Start of Quoted passage
An example of the noise introduced by geometric errors is shown in Fig. 4, where the 3D spatio-temporal stack of the input satellite imagery is cut along one of the spatial dimensions. The vertical axis shows the time progression over different image acquisitions, while the horizontal axis shows the spatial index of the other spatial dimension, in this case northing. The yellow lines represent the boundaries of the reference polygons denoting agricultural parcels. For the unregistered stack shown in the top row, misalignments between the boundaries and the underlying images can be noticed. Such misalignments are compensated for when applying co-registration of consecutive frames, as shown in the bottom row. More details about the co-registration research can be found in this blog-post.

AI4Boundaries and EuroCrops

Normalization factors that are derived from a large area ensure that the model can operate well on image data coming from a wide range of locations. However, normalization factors are merely one requirement for such generalization. The key component to ensure generalization of the deep network to various locations, and possibly the entire globe, is to create a training dataset of reference polygons and corresponding satellite images which contains as many geographical locations as possible.

In our experience, the GeoSpatial Aid Application (GSAA) reference data offers the best reference labels for agricultural parcels. GSAA datasets are maintained by European Paying Agencies, and contain agricultural parcel polygons which are self-declared by farmers for the purpose of subsidies payment within the Common Agricultural Policy (CAP). These datasets are made openly available by some countries, which has spurred work aiming at unifying and standardizing their format to ease adoption. Two notable efforts in this direction are the AI4Boundaries and the EuroCrops datasets. The AI4Boundaries is specifically designed for the development and benchmarking of FD algorithms, and provides stratified samples of GSAA polygons and Sentinel-2, and high-resolution aerial imagery over Europe. On the other hand, EuroCrops collects and harmonizes GSAA datasets from several countries in the European Union, with the aim of providing a unified, machine-readable taxonomy of the possible crop-types present in the datasets. More details about these datasets can be found in this blog-post.

Fig. 5. Countries in green are included in the EuroCrops dataset.

For the development of V2, we created a training dataset using a combination of the AI4Boundaries and EuroCrops, stratifying locations to ensure that samples from all available countries were considered, as well as different crop-types. GSAA polygons only represent agricultural land cover, so other negative samples of land cover (e.g. water, built-up, etc.) were added to the training dataset.

Automatic curation of reference labels

A major component of noise that affects the FD results is the accuracy of the reference polygons used to create the training dataset, namely, how well the polygon for a given parcel matches the visible boundaries on the satellite imagery at a given time. The main causes of inaccuracies are:

The geometry of the polygon is incorrect.
The boundaries are not visible on the satellite imagery at the given acquisition.

The latter is particularly tedious to deal with, and is inherent to the nature of the problem. In fact, agricultural parcels are dynamic entities that change appearance and possibly shape throughout the seasons. This means that there exist time periods where boundaries are more discernible than other periods, and, more importantly, there are time periods where such boundaries are not visible at all. Ideally, we don’t want to include such acquisitions in the training dataset. Fig. 6 shows the dynamic evolution of agricultural parcels in southern France.
End of Quoted passage
Start of Collected material
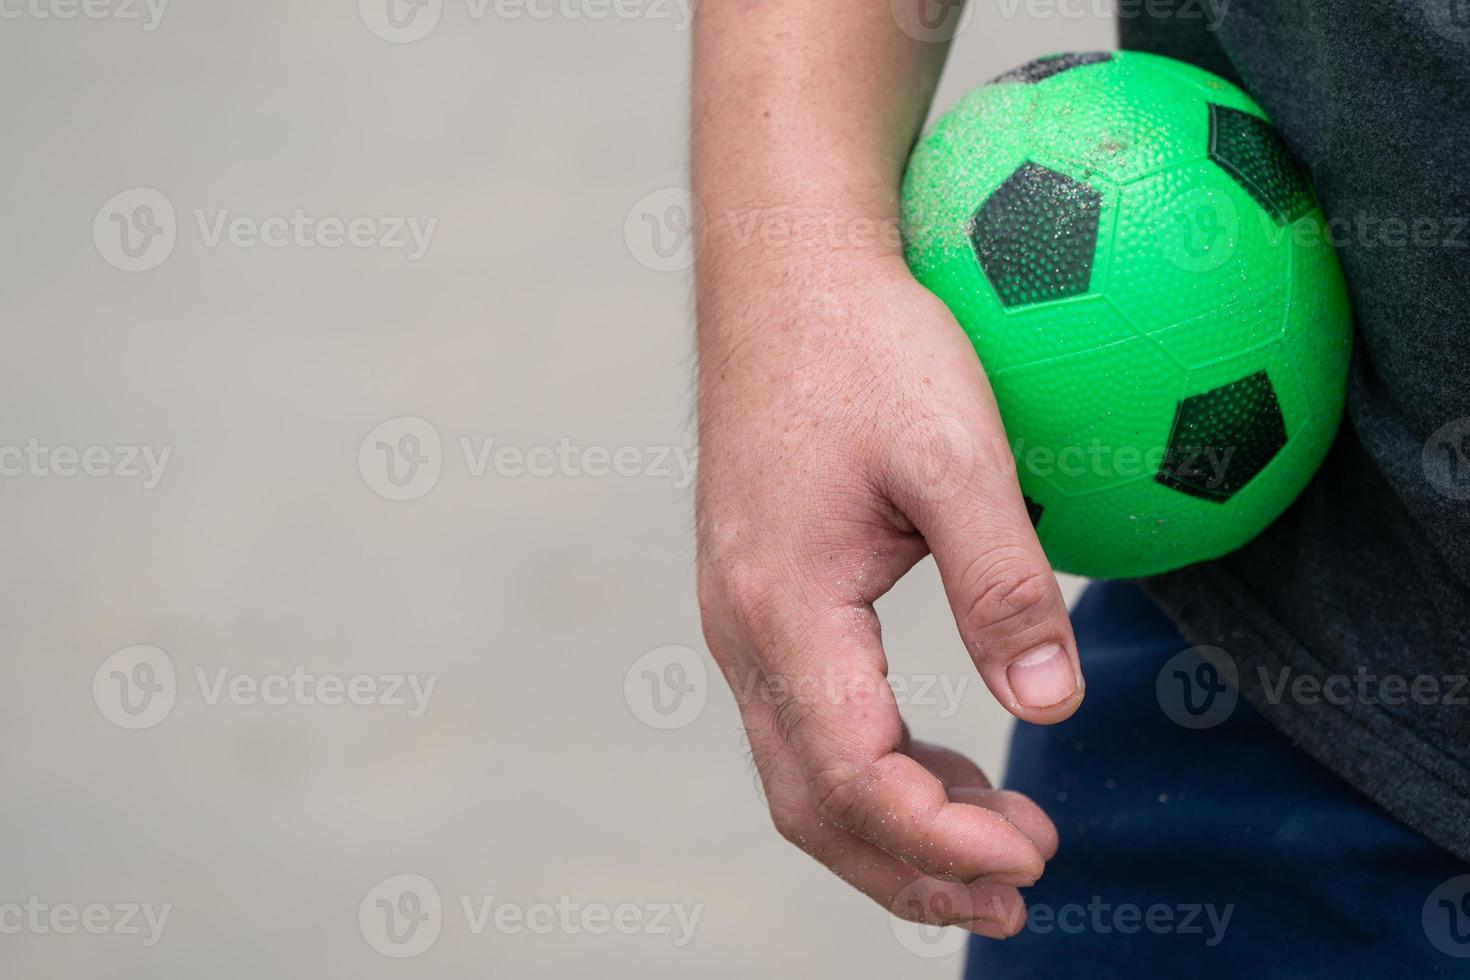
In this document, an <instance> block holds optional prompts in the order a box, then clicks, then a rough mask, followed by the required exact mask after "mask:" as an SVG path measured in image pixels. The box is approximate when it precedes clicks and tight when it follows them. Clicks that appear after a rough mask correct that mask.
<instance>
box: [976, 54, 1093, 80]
End of Collected material
__Task goal__.
Reproduce, word for word, the portion of the text on detecting agricultural parcel boundaries that begins with the words containing "The latter is" and ends with "in southern France.". The listing has no role in this exercise.

__Task result__.
The latter is particularly tedious to deal with, and is inherent to the nature of the problem. In fact, agricultural parcels are dynamic entities that change appearance and possibly shape throughout the seasons. This means that there exist time periods where boundaries are more discernible than other periods, and, more importantly, there are time periods where such boundaries are not visible at all. Ideally, we don’t want to include such acquisitions in the training dataset. Fig. 6 shows the dynamic evolution of agricultural parcels in southern France.